_WORK TO COMPLETE_
The answer must consist only of the lines from the line with "Target: blue surgical face mask" to the line with "Target: enamel pin button", both included, exactly as they stand below.

# # # # #

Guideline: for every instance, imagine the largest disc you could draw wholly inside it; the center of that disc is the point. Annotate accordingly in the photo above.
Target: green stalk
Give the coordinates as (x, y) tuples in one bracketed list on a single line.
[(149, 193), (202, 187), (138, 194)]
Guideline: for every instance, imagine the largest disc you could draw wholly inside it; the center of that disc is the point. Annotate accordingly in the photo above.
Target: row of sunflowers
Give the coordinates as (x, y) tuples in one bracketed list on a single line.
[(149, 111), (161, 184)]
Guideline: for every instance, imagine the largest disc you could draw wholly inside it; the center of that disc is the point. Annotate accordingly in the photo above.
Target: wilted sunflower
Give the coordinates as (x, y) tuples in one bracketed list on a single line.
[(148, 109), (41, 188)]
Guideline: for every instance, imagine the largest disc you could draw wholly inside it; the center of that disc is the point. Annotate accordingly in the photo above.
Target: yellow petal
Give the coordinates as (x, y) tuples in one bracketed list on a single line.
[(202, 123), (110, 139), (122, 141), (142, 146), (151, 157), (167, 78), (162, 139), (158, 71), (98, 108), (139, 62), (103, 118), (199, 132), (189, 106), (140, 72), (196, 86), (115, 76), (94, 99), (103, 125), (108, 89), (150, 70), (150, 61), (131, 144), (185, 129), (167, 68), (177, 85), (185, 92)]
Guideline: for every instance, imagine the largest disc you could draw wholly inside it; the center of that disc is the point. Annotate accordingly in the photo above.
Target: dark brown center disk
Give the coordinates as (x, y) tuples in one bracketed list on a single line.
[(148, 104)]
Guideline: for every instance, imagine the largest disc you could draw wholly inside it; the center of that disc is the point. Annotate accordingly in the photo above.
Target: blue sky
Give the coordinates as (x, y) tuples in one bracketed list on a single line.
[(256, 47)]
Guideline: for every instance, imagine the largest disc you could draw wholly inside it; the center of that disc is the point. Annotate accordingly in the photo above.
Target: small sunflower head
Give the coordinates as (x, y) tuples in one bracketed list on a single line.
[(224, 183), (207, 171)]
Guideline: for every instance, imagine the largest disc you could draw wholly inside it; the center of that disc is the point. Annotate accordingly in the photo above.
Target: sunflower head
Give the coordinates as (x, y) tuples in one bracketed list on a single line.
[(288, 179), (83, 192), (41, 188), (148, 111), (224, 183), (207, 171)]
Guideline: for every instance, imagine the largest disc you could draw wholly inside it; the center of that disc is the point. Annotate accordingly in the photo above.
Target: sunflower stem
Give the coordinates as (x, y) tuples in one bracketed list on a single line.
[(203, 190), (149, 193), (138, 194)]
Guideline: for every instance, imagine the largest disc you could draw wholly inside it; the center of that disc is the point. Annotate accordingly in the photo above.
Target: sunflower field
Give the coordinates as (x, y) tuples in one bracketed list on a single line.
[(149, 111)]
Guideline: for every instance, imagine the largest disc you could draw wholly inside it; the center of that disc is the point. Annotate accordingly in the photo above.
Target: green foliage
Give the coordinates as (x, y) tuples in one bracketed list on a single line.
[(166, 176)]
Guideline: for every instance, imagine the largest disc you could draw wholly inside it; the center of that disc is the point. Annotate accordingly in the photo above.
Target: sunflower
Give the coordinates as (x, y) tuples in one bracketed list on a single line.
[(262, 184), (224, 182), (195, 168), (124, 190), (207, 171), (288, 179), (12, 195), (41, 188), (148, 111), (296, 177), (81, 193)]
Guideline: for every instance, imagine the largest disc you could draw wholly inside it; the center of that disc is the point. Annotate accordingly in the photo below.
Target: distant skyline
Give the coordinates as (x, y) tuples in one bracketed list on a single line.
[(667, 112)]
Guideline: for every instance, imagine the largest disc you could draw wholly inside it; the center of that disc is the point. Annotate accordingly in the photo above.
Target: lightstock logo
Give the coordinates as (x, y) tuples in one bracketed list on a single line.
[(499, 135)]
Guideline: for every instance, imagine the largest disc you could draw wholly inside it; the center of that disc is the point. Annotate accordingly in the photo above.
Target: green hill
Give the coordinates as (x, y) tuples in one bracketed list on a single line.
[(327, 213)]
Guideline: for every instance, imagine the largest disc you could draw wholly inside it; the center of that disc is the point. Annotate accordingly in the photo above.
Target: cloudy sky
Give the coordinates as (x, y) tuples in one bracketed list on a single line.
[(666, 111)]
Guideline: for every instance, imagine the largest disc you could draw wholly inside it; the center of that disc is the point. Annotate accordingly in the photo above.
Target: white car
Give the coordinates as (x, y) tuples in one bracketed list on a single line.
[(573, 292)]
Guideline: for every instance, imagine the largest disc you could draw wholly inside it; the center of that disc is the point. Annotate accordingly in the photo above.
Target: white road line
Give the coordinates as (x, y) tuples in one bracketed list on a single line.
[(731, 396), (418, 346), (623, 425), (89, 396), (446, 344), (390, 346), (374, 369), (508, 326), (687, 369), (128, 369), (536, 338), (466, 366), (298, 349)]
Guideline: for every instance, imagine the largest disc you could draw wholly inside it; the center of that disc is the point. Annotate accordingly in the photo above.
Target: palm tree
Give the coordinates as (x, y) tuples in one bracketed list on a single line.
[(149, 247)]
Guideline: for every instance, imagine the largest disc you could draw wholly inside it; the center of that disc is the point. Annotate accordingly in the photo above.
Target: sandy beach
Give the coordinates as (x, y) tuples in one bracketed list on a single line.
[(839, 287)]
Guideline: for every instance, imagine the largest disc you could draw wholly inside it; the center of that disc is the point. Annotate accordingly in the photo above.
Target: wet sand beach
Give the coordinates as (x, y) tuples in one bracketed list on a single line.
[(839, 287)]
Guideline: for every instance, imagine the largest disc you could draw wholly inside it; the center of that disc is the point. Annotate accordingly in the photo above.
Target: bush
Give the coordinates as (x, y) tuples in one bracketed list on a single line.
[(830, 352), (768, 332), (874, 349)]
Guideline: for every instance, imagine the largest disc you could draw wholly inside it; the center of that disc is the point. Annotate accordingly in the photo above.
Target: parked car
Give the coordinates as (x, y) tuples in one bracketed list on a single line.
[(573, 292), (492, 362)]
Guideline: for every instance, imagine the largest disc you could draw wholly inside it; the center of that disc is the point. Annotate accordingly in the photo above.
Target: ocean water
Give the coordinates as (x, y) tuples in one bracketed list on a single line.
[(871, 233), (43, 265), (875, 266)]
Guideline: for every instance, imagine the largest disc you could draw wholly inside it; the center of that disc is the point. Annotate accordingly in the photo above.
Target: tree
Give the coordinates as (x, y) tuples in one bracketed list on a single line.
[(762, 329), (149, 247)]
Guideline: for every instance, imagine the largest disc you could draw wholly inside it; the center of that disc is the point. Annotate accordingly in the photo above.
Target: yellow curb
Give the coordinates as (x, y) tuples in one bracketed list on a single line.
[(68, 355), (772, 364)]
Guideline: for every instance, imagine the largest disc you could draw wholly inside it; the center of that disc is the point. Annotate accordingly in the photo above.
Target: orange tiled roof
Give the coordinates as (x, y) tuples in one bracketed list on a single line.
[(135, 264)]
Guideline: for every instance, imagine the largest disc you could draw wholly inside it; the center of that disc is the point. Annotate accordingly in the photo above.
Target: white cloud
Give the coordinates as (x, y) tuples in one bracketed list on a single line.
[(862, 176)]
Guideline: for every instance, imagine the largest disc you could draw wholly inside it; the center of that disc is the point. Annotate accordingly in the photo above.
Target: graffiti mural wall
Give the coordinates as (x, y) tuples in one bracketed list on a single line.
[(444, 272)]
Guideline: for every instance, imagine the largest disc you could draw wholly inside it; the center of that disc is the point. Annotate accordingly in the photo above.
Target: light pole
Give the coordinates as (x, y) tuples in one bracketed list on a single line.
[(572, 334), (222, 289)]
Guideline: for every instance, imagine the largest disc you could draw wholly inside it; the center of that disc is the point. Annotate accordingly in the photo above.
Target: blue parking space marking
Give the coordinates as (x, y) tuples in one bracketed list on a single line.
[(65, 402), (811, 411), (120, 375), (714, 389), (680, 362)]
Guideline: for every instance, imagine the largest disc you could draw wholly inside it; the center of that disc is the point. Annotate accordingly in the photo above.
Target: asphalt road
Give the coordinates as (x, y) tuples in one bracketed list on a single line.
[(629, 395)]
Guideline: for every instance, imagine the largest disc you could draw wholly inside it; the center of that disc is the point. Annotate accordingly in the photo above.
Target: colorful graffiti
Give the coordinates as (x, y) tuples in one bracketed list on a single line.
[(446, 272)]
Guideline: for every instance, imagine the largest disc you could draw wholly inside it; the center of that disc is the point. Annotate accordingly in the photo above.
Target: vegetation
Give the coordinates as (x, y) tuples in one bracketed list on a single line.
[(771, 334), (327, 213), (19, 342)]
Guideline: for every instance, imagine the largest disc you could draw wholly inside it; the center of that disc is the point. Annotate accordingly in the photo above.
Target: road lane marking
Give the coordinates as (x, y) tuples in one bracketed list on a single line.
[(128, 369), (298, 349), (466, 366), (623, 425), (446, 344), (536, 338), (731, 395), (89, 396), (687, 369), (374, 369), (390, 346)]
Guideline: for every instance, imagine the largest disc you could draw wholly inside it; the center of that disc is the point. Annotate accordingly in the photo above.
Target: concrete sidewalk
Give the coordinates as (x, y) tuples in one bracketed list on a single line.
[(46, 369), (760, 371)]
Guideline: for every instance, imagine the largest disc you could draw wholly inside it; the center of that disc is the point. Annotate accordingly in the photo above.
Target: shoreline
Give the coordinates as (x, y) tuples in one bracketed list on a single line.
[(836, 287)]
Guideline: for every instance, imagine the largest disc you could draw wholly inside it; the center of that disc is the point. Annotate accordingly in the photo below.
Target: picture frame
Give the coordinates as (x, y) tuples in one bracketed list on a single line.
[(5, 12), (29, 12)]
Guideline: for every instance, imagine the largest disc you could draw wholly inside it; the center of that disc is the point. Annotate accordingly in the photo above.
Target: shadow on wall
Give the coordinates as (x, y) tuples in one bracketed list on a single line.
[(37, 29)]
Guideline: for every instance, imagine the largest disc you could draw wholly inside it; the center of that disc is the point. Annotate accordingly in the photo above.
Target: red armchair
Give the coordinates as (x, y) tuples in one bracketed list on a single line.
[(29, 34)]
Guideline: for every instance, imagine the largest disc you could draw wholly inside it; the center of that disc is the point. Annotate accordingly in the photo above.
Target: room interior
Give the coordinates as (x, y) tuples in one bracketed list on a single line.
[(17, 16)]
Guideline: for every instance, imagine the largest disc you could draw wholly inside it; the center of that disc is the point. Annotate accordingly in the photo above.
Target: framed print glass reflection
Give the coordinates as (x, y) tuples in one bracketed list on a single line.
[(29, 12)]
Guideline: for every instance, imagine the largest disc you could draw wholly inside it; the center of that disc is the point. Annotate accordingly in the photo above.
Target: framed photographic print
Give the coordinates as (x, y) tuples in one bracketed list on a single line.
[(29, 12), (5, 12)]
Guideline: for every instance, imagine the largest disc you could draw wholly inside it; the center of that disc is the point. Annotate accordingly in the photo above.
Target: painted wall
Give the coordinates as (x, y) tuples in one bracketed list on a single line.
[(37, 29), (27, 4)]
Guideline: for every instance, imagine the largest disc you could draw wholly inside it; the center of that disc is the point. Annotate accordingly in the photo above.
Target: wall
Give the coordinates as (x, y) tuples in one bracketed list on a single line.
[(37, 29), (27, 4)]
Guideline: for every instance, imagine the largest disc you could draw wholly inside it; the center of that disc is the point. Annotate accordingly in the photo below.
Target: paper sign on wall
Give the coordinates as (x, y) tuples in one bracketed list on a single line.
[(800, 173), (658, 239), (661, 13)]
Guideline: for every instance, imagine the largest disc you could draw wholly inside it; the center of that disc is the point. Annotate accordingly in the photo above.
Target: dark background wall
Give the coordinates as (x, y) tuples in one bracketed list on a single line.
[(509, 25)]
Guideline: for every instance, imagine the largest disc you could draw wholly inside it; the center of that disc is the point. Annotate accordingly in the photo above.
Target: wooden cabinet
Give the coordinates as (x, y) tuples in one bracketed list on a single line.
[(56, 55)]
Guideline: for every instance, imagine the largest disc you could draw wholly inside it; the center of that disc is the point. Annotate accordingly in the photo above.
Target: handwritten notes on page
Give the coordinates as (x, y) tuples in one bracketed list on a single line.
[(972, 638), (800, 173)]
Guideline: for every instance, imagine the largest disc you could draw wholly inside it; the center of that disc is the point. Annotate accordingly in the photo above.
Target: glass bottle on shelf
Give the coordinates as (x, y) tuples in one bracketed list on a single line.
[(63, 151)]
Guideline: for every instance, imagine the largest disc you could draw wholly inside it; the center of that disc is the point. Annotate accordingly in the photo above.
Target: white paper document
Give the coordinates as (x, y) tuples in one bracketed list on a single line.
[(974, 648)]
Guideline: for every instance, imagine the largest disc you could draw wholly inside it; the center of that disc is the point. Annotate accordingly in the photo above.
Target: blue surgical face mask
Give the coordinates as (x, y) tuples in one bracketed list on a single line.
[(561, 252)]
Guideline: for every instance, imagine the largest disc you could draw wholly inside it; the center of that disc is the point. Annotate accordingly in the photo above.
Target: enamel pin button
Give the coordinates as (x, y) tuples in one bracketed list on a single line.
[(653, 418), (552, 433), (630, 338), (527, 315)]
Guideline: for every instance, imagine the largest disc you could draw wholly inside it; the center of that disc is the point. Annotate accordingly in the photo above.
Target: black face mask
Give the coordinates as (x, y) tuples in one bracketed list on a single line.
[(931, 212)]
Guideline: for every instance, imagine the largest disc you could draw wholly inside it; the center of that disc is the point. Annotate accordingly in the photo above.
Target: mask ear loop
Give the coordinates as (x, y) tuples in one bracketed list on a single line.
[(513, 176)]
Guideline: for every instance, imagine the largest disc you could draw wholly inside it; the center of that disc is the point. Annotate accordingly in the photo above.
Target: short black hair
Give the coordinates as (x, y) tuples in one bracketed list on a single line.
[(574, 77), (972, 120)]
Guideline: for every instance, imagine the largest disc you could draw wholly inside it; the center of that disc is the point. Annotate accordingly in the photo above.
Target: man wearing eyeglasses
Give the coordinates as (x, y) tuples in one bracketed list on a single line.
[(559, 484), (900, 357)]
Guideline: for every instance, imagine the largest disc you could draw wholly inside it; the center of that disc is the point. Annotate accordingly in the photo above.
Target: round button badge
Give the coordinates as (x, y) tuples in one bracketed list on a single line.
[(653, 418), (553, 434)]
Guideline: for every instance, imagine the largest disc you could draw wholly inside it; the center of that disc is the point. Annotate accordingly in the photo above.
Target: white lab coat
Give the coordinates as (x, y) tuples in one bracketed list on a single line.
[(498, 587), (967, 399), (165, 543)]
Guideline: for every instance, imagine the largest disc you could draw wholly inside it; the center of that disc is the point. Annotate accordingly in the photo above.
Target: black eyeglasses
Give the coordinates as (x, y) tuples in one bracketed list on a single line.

# # # # #

_ANSWER SECTION_
Target: blue surgical face mask
Give the coordinates as (x, y) tuples in one bracketed list on a single line.
[(561, 252)]
Guideline: for every instance, imagine the largest disc you could draw wholly inside it; the center of that disc is the point. Annotate accordingly in the photo above.
Target: enamel pin button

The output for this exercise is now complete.